Tasks:
1. Answer these questions using the passage on Nazi appeals, with each answer on its own line and labeled to match:
(a) During which two developments did Hitler's message find increasing resonance?
(b) What positive vision did Hitler offer?
(c) What did the Nazis reject when proposing a different, more organic modernity?
2. Extend the passage on Nazi appeals, picking up after its final sentence.

Reading passage:
- - - -
APPEALS AND FOLLOWERS

Another secret of Hitler’s success was the pervasive sense of crisis, which made his extremist ideology appear as the only way out of a threatening catastrophe. Under normal circumstances, the strident simplifications of his rhetoric would have repelled sensible voters, but during the depression and the disintegration of the republic, his message found increasing resonance. Nazi appeals were a collection of resentments against what seemed to be going wrong in Germany, augmented by a pseudophilosophical rejection of negative aspects of modernity. But Hitler also offered a positive, if rather hazy, vision of national rebirth and people’s community that promised to lead the country into a better future. Much of the propaganda was contradictory, appealing to different groups, and difficult to pin down because of its irrationality, but the very actionism radiated a sense of resolve, finally, to do something that would improve the situation.22 Rejecting the squabbling of democracy and the violence of Bolshevism, the Nazis proposed a different, more organic modernity for the national community.
- - - -
Record list:
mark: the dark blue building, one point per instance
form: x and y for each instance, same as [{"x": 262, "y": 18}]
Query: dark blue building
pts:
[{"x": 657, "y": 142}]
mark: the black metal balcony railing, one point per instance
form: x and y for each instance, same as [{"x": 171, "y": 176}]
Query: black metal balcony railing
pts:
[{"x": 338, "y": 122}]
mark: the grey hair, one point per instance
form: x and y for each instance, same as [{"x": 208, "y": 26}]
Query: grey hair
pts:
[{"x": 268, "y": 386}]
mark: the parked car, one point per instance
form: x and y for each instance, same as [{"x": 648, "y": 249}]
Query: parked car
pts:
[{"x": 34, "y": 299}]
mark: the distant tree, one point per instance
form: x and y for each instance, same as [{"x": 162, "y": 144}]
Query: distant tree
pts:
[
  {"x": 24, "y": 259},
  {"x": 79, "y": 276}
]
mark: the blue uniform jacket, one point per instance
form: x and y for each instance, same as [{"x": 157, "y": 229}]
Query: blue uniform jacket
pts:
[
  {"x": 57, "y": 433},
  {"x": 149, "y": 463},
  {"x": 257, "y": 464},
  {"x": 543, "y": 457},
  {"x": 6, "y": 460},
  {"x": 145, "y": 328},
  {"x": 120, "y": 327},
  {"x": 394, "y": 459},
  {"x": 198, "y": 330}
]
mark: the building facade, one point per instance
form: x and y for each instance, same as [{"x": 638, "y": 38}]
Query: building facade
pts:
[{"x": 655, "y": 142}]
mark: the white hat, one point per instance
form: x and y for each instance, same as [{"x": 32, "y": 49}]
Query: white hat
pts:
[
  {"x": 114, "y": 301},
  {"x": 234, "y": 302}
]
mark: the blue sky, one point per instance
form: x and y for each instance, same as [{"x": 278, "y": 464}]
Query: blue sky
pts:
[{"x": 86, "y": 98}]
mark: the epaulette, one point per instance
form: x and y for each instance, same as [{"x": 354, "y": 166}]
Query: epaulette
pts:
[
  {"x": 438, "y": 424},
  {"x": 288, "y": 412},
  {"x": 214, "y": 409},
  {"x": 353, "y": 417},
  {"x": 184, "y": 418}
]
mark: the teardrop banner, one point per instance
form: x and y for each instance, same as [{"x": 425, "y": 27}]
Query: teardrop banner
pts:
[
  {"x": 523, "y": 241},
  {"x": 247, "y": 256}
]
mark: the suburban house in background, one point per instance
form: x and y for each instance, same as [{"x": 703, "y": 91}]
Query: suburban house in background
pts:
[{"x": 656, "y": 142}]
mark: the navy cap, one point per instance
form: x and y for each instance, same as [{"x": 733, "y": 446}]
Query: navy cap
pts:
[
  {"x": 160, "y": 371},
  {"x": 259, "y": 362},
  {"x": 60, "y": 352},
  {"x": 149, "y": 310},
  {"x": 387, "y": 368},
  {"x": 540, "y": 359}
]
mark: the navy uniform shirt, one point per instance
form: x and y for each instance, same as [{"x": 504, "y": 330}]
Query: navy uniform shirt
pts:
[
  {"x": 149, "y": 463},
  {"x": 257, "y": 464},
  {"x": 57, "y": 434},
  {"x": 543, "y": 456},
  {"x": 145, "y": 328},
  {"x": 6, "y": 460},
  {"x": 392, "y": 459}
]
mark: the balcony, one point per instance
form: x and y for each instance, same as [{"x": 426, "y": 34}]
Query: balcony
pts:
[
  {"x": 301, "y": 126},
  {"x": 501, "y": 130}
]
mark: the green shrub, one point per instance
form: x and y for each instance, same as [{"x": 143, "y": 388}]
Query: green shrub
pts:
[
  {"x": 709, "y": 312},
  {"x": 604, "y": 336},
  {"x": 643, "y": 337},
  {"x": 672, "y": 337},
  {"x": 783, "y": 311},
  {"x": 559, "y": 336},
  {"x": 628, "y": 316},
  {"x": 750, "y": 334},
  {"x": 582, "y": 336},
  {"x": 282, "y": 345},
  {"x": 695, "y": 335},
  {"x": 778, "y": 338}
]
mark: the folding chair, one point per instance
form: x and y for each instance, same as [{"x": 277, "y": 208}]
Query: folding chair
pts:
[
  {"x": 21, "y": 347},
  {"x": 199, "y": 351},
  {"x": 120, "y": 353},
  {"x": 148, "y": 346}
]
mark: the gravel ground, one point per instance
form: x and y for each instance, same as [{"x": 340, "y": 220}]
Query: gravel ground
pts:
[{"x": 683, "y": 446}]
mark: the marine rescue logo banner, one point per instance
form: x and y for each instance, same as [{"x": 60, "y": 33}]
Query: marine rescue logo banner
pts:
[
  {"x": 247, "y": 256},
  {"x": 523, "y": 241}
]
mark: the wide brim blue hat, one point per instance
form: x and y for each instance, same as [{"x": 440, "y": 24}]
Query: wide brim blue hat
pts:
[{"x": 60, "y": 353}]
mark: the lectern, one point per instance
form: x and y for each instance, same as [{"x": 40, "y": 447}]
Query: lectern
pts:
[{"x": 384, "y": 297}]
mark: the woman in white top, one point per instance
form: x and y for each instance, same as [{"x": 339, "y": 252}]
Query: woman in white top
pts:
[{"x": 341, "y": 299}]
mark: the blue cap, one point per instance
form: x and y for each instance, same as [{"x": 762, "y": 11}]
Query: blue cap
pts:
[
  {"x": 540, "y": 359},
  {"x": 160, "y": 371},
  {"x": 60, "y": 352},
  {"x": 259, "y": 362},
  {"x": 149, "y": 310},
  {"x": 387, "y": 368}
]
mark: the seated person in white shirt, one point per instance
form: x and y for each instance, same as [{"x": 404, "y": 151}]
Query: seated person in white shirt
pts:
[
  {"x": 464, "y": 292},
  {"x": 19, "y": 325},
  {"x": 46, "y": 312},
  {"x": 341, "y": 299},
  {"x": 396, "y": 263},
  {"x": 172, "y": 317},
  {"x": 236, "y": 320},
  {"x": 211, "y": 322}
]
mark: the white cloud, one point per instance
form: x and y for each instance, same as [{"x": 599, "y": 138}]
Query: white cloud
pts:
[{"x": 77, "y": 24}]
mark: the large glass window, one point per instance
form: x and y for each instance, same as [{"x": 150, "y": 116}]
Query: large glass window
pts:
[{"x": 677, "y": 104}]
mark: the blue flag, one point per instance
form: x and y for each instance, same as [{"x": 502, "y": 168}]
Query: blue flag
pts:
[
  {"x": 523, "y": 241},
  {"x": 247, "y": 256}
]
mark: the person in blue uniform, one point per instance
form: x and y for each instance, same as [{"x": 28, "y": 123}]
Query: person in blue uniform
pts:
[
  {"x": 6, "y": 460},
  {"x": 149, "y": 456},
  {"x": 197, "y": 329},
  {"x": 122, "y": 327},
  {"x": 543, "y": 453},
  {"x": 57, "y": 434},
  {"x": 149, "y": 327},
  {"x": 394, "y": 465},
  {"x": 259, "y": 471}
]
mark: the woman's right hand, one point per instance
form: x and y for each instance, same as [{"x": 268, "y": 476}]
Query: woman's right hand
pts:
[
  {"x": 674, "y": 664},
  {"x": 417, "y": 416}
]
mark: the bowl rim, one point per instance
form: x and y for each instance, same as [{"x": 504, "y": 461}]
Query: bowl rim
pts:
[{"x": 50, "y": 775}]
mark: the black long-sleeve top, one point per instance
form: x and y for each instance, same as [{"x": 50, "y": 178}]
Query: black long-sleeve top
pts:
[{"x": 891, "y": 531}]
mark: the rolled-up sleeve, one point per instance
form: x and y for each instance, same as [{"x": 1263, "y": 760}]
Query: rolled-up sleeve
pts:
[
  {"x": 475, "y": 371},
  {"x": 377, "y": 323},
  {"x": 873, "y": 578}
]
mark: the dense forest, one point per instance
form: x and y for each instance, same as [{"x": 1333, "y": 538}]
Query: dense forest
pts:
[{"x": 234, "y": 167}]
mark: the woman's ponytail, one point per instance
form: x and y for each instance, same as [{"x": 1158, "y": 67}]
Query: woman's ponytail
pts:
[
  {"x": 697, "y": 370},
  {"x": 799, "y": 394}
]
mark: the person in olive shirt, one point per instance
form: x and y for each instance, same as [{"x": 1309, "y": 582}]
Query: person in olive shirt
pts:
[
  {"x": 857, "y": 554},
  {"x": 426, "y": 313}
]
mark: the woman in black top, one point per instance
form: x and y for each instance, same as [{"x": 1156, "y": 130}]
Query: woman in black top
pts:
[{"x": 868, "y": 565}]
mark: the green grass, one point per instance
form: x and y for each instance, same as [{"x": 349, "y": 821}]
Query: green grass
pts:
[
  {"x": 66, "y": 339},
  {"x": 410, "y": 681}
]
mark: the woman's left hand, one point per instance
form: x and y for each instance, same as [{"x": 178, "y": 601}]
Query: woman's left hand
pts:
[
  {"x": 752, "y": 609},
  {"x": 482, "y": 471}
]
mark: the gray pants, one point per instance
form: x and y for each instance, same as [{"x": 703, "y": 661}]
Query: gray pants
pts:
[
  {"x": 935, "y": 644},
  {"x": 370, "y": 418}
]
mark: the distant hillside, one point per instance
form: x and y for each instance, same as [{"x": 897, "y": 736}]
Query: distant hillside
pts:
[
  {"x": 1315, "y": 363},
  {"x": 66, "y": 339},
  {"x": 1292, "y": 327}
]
- - - -
Task-by-task results:
1.
(a) The depression and the disintegration of the republic.
(b) A vision of national rebirth and people's community that promised to lead the country into a better future.
(c) The squabbling of democracy and the violence of Bolshevism.

2.
Much of Hitler’s invective was directed toward mistakes of the recent past and the predicaments of the present. He derided the November Revolution as “the greatest villainy of the century” and explained the defeat of the army, “victorious in a thousand battles,” as a result of “internal decay.” In social Darwinist terms he argued: “The deepest and ultimate reason for the decline of the old Reich lay in its failure to recognize the racial problem and its importance for the historical development of the peoples.” He railed against the “shameful peace” of Versailles, signed by the “November criminals” who created the weak Weimar Republic, leading to “a rampant degradation, which gradually consumes our entire public life.” As an ardent nationalist Hitler deplored how the German people had been “mugged by a pack of rapacious enemies from inside and outside,” and tried to rouse them to militant resistance. The misery of the Great Depression, which caused “fighting for the daily bread of this people,” could only be cured by conquering “necessary space” to live in.23 Such resentments were shared by an increasing number of confused patriots.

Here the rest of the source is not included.